Written task
Repeat every record below exactly as written.
========================================
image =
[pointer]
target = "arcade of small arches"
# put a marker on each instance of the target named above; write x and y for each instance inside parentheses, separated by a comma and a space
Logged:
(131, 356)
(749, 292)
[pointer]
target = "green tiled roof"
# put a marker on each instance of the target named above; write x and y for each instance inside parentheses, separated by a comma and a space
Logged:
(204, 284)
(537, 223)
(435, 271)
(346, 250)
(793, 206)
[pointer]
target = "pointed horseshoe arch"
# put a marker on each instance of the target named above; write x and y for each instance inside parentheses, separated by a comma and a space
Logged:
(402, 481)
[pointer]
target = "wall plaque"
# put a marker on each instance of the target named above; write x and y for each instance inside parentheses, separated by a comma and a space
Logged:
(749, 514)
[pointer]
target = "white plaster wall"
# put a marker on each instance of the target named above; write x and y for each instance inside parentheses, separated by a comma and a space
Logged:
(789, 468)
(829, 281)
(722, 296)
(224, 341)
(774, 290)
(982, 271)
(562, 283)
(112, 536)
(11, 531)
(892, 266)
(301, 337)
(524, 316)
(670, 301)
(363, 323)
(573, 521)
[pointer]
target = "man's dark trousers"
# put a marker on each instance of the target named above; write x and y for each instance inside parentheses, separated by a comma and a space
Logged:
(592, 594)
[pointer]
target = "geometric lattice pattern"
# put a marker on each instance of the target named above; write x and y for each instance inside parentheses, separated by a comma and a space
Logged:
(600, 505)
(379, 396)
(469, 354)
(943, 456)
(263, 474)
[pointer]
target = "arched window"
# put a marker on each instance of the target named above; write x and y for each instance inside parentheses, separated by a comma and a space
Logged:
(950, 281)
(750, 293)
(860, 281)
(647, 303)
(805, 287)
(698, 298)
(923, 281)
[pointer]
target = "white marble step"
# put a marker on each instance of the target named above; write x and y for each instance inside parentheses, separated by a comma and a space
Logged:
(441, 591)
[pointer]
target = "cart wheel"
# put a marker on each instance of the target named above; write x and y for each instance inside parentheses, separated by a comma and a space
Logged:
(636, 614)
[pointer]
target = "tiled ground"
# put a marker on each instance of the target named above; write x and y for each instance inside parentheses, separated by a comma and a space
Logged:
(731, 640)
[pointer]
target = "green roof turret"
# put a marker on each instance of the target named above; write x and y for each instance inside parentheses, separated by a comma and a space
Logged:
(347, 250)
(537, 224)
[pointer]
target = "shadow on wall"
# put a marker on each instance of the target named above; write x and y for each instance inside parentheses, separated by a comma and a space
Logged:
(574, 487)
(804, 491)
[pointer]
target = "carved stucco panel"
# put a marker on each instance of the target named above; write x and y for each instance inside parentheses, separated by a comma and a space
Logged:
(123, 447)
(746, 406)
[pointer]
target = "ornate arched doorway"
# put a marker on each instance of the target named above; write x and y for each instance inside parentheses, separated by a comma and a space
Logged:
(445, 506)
========================================
Answer to this task
image =
[pointer]
target = "arcade of small arches"
# put a marker on each instance of the target named above; write x and y for each instance inside parentheses, separated by a comma and a space
Logged:
(131, 356)
(749, 292)
[pointer]
target = "green tiled roof"
# put a marker on each instance of the target named above; write x and y for each instance inside parentheses, separated by a comma and a space
Logged:
(204, 284)
(537, 223)
(435, 271)
(346, 250)
(793, 206)
[pointer]
target = "pointed horseshoe arch"
# put a marker on each instance of the target named above; write x and y for each instance inside parentheses, separated by a comma and a space
Logged:
(402, 481)
[pointer]
target = "wall plaque"
# put a marker on each instance of the target named above; write x and y for each instance inside parentheses, separated by a comma and a space
Logged:
(749, 514)
[pointer]
target = "white plaster wall"
# put a marker on each instance of the target named above; write x and y for each instance inside parentheses, separated by a comma and a space
Logged:
(789, 468)
(829, 281)
(722, 296)
(224, 341)
(774, 290)
(982, 271)
(562, 283)
(112, 536)
(11, 531)
(892, 266)
(301, 337)
(524, 316)
(670, 301)
(363, 323)
(573, 521)
[pointer]
target = "man's dark trousers"
# put a marker on each instance of the target named above; write x and y for each instance inside parentheses, separated by a comma and a space
Logged:
(592, 594)
[pointer]
target = "geometric lattice pattern"
# put a marker on each instance of the target named above; write x and y for each instance inside parentheses, separated by a comma and a space
Logged:
(600, 505)
(379, 396)
(469, 354)
(943, 456)
(263, 474)
[pointer]
target = "arched window"
# put a marker on each instance of the target named above; write x and y for each instance inside parentheses, separated by a comma and a space
Logged:
(950, 281)
(750, 293)
(860, 281)
(647, 303)
(805, 287)
(698, 298)
(923, 281)
[pointer]
target = "white marble step"
# put a marker on each instance of the target named above; write x and y for each instance inside parentheses, separated by a comma and a space
Logged:
(441, 591)
[pointer]
target = "cart wheel"
# put a marker on each instance of the target named above; write x and y for each instance inside parentheses, separated by a comma and a space
Logged:
(636, 614)
[pointer]
target = "tiled ground"
# put a marker on each instance of the target named above; write x and y for each instance inside parentheses, separated by a comma and a space
Logged:
(731, 640)
[pointer]
target = "green roof turret"
# put a marker on each instance of the target named above; write x and y for each instance inside parentheses, separated by a comma and a space
Logged:
(347, 250)
(537, 224)
[pointer]
target = "shadow on wall"
# put a marker on each instance of the target named above; write x and y for each instance inside parentheses, separated by a comma and a space
Logged:
(574, 487)
(804, 491)
[pointer]
target = "carved stucco panel"
# put a marker on each instance of the target named above; write x and y for each instance inside parentheses, separated by a comma and a space
Logged:
(123, 447)
(746, 406)
[pointer]
target = "ornate arched doorway"
# put a marker on each instance of the target named above; write x and y for each instance inside parentheses, separated by a comma and a space
Logged:
(445, 506)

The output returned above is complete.